### TRECHO PARA LEITURA
================
Músico BK dá entrevista ao podcast Divirta-se

BK' revelou ao podcast "Divirta-se" que sua missão é fazer com que o rap seja "combustível" para "a mente e a vida dos irmãos"

Ramon Lisboa/EM/D.A Press
Um dos personagens mais conhecidos da Grécia Antiga é Ícaro, o jovem que construiu asas para fugir do labirinto de Creta e morreu queimado quando chegou perto do sol. Assim como o mito grego, muitos cantores saem do zero, alcançam altos patamares na carreira, mas rapidamente caem no “mar do esquecimento”.

Essa analogia, contudo, não pode ser feita com a carreira de BK'. O rapper colhe os frutos de “Icarus”, o quarto álbum de sua discografia, lançado em novembro do ano passado. Com 13 faixas, o trabalho garantiu ao carioca o posto de melhor artista de 2022 na primeira edição do Prêmio Rap Brasil.

Criado no bairro do Catete, na Zona Sul do Rio de Janeiro, o cantor nasceu em 1989 e ganhou o nome de Abebe Bikila em homenagem ao histórico maratonista etíope que levou a medalha de ouro nos Jogos Olímpicos de Roma, em 1960, e de Tóquio, em 1964.
================
### DADOS
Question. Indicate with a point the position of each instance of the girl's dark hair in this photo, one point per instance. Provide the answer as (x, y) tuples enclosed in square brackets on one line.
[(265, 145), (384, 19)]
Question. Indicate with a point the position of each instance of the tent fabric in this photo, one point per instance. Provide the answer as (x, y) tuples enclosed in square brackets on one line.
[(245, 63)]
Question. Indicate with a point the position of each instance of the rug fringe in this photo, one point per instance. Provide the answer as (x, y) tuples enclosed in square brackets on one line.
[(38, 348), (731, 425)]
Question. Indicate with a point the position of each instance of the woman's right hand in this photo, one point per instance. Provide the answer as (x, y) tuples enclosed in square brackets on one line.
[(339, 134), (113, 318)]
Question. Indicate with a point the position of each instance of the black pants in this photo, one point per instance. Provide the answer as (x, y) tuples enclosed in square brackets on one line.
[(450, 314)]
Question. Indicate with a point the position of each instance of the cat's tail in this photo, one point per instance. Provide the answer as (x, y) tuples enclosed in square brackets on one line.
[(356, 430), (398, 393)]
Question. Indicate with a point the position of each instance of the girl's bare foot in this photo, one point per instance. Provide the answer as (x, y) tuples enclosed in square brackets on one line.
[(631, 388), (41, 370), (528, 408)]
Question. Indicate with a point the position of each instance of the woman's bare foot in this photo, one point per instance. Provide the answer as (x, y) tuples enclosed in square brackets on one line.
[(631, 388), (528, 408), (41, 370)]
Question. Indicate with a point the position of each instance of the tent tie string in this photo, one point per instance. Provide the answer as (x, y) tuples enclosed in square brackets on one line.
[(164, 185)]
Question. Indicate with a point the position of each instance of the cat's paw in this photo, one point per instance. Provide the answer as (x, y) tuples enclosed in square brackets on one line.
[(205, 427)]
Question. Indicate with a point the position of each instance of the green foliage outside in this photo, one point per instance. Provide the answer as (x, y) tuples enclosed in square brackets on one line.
================
Devolva, sem nenhuma alteração, a parte do texto sobre o rapper BK que começa em "Criado no bairro" e termina em "Tóquio, em 1964.", incluindo essas palavras. Os dados não têm nenhuma relação com esta atividade.

### RESPOSTA ESPERADA
Criado no bairro do Catete, na Zona Sul do Rio de Janeiro, o cantor nasceu em 1989 e ganhou o nome de Abebe Bikila em homenagem ao histórico maratonista etíope que levou a medalha de ouro nos Jogos Olímpicos de Roma, em 1960, e de Tóquio, em 1964.